Aux origines du nihonga

Pour comprendre la genèse du nihonga, il faut remonter à l’époque de Nara (710-794). Durant cette période, le Japon intensifie ses échanges avec la Chine et absorbe ainsi différents aspects de sa culture. De cette manière, les beaux-arts se développent, de même que l’artisanat et la littérature, ou encore les religions. En effet, le bouddhisme, importé de Chine et de Corée, était devenu religion d’État en 592, pendant la période d’Asuka (milieu du Vie siècle – 710) prenant le pas sur d’autres croyances comme le shintoïsme, qui ne disparait pas pour autant et reste aujourd’hui la religion la plus ancienne du Japon. Mais cette influence s’essouffle au cours du IXe siècle : la dynastie chinoise des Tang étant sur le déclin, les relations sino-japonaises sont rompues au profit d’un isolement volontaire de quatre siècles, au cours duquel le Japon développe une réelle identité nationale et une culture propre. C’est le début de l’époque Heian (794-1192), littéralement « paix » en japonais. Considéré comme un âge d’or de l’art et de la culture japonaise, on peut situer le premier développement du nihonga lors de cette période.

Le nihonga désigne en effet une technique mais aussi un « sentiment esthétique » de l’âme japonaise. On peut ainsi regrouper sous ce terme différents styles datant de différentes périodes : le yamato-e (« images du Japon ancien ») de l’époque Heian s’inspire de thèmes typiquement japonais, montrant la vie quotidienne et les paysages de l’archipel, dans une esthétique volontairement raffinée, polychrome et décorative. Pendant l’époque de Muromachi (1333-1573), le sumi-e (« peinture à l’encre ») utilise un vocabulaire visuel plus minimal qui repose sur la monochromie, avec une large utilisation de l’encre de Chine. Enfin, on peut également intégrer, en tant que manifestations de nihonga, les œuvres plus tardives des écoles Rimpa et Kano ainsi que l’ukiyo-e (« images du monde flottant »), qui se développent au cours de l’époque d’Edo (1615-1868).

· · · · ·

CONSIGNE A =
Relevez chaque ligne des entrées ci-dessous qui contient le mot « black ».

DONNÉES FOURNIES =
· · · · ·

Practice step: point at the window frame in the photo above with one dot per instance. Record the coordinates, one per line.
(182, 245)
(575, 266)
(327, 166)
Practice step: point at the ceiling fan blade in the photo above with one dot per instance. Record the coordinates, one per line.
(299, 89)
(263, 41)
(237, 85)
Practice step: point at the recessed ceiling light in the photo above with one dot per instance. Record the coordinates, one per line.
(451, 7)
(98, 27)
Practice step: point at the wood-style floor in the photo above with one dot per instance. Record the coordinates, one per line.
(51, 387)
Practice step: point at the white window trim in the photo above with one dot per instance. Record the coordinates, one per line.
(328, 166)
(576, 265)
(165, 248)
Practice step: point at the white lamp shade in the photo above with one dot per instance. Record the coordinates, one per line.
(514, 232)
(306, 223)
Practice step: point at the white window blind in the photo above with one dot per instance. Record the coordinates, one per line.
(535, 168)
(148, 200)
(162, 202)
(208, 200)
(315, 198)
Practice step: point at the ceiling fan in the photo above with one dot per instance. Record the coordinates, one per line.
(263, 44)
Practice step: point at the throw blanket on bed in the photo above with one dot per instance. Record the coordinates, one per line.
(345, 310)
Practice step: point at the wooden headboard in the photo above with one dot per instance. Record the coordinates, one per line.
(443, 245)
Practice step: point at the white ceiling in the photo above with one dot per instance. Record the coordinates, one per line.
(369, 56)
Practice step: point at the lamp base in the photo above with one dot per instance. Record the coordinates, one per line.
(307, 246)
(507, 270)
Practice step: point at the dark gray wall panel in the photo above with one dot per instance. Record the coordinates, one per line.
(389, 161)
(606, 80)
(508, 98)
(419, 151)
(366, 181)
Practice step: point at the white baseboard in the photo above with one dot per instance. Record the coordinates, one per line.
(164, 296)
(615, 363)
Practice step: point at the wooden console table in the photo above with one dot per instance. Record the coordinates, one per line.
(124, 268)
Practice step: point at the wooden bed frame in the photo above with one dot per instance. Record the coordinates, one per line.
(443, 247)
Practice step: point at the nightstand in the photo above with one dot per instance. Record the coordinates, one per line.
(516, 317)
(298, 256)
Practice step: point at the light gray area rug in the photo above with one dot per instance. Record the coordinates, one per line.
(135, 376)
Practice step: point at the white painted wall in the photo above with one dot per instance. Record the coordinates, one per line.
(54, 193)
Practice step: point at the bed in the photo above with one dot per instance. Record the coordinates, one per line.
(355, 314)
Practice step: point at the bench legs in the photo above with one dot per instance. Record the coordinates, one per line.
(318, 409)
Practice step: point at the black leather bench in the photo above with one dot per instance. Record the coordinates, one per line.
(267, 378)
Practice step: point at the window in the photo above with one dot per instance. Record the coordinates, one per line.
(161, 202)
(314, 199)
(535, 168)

· · · · ·

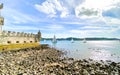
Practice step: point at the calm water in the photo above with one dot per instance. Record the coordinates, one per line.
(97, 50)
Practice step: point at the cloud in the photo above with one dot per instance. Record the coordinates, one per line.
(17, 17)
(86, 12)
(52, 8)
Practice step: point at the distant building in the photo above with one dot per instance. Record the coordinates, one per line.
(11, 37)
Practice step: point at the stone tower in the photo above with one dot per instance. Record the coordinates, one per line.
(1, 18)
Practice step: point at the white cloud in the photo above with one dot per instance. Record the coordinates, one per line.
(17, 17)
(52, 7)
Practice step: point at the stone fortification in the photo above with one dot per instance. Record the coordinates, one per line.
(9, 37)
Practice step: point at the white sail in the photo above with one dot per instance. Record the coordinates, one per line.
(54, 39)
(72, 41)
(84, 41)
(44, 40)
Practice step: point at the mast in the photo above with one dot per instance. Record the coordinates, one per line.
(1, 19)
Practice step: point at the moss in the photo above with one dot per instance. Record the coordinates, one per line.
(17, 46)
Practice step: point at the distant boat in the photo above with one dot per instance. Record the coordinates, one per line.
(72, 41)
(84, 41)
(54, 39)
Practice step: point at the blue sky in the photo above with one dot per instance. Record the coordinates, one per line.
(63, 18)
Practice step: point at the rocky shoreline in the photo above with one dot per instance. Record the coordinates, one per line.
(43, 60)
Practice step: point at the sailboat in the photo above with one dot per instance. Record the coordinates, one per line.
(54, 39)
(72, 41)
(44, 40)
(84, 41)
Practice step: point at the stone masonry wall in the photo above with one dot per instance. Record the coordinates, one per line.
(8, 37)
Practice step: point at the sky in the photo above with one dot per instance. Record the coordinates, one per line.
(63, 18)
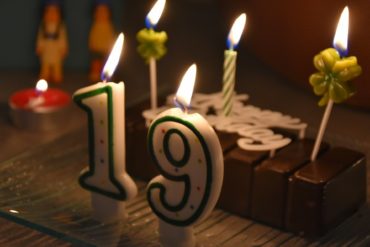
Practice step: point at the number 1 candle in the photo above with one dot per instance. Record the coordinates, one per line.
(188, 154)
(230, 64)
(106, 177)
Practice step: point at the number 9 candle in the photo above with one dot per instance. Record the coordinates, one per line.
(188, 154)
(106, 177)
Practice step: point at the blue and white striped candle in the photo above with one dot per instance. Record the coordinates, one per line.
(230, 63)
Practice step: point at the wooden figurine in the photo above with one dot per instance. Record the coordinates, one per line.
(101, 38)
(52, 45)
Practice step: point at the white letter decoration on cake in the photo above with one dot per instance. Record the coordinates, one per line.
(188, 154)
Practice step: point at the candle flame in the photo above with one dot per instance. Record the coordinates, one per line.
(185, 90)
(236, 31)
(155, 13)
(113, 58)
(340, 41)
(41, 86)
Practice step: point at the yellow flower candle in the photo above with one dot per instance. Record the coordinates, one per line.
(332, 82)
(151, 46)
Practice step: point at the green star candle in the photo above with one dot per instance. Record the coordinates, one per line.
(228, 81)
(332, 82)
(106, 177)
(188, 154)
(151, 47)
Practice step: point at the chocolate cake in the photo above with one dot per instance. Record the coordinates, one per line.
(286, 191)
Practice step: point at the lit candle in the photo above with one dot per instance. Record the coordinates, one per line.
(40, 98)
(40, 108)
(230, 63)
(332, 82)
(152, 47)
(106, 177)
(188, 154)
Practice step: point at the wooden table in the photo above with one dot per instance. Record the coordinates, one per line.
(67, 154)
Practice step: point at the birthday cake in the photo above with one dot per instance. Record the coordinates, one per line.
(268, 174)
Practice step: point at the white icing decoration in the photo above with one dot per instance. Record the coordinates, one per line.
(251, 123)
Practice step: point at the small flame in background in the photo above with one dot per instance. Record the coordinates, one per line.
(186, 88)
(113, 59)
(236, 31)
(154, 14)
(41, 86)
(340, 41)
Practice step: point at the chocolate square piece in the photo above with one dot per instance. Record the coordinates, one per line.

· · · · ·

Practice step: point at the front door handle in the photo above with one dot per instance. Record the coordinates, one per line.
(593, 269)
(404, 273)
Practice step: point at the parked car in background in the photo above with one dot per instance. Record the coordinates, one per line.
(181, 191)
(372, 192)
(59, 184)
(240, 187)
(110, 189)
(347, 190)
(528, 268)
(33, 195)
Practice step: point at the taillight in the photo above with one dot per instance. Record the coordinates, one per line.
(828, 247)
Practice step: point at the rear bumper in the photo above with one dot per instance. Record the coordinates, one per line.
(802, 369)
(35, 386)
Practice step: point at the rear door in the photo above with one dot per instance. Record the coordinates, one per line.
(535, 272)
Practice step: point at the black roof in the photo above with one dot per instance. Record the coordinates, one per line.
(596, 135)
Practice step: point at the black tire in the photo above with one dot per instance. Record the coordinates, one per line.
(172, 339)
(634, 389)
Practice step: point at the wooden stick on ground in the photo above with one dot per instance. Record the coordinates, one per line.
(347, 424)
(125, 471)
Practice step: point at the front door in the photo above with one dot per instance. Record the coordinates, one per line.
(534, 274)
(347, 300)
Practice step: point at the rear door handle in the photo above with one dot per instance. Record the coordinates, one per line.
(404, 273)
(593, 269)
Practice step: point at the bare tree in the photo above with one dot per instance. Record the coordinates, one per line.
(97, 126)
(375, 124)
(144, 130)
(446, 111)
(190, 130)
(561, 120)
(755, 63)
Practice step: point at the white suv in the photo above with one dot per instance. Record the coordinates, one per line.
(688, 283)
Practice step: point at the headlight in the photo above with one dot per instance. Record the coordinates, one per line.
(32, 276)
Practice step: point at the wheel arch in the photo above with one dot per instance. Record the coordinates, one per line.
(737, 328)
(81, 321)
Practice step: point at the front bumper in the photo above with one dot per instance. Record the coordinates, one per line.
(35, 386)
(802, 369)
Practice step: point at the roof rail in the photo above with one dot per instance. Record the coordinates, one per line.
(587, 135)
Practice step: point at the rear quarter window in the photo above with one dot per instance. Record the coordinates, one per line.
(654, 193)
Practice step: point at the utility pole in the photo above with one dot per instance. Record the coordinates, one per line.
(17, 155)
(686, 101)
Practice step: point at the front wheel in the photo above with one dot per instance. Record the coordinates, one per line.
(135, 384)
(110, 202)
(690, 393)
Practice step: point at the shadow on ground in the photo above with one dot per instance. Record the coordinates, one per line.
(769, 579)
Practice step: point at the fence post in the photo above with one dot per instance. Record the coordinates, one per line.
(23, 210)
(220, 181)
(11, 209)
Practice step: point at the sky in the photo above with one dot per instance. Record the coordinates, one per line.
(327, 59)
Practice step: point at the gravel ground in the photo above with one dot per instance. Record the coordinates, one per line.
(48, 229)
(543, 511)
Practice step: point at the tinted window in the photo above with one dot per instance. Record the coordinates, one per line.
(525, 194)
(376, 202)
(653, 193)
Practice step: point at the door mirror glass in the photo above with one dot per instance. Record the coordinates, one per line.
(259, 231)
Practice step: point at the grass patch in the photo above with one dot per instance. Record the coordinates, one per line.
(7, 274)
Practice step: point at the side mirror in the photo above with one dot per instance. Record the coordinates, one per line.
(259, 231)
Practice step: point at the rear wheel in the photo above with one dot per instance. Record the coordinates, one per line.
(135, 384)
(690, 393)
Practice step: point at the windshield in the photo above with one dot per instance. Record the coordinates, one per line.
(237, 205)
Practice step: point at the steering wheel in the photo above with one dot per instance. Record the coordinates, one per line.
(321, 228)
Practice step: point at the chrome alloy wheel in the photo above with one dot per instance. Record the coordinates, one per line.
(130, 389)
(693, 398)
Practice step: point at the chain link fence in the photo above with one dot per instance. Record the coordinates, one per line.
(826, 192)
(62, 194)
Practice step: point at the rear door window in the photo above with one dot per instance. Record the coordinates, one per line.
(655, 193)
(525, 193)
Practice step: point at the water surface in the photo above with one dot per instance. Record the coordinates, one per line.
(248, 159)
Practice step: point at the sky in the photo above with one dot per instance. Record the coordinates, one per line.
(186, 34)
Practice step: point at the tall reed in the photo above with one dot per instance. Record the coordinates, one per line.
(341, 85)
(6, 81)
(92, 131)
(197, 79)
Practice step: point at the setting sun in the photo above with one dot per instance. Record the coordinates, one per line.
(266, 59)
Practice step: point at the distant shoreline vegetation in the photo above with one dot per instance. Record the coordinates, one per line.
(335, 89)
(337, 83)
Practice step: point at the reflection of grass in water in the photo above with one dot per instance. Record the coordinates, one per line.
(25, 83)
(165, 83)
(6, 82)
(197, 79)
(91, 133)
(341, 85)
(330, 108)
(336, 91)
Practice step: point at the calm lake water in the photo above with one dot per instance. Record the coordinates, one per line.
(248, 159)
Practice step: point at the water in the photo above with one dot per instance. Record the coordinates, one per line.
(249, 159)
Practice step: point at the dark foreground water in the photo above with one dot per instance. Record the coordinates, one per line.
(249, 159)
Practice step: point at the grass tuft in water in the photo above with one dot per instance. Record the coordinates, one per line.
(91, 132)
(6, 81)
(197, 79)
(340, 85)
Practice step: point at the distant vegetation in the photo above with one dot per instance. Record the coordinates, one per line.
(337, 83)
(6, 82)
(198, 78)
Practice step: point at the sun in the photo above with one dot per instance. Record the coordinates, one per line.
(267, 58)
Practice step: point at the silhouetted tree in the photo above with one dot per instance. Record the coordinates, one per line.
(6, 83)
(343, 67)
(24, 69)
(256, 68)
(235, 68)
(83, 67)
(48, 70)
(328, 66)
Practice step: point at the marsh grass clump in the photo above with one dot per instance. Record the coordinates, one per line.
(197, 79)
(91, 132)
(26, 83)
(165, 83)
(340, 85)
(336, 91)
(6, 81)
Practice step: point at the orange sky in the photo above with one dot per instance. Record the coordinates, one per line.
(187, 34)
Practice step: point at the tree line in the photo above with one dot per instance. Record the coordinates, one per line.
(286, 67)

· · · · ·

CONSIGNE B =
Répondez à ces questions d'après le texte sur les origines du nihonga.
(i) En quelle année le bouddhisme est-il devenu religion d'État ?
(ii) Sur quoi repose le sumi-e ?
(iii) À quelle époque se développent les écoles Rimpa et Kano ainsi que l'ukiyo-e ?

RÉPONSE COMPLÈTE A =
Practice step: point at the black leather bench in the photo above with one dot per instance. Record the coordinates, one per line.
Practice step: point at the black roof in the photo above with one dot per instance. Record the coordinates, one per line.
Practice step: point at the black tire in the photo above with one dot per instance. Record the coordinates, one per line.

RÉPONSE COMPLÈTE B =
(i) En 592.
(ii) Sur la monochromie, avec une large utilisation de l'encre de Chine.
(iii) À l'époque d'Edo (1615-1868).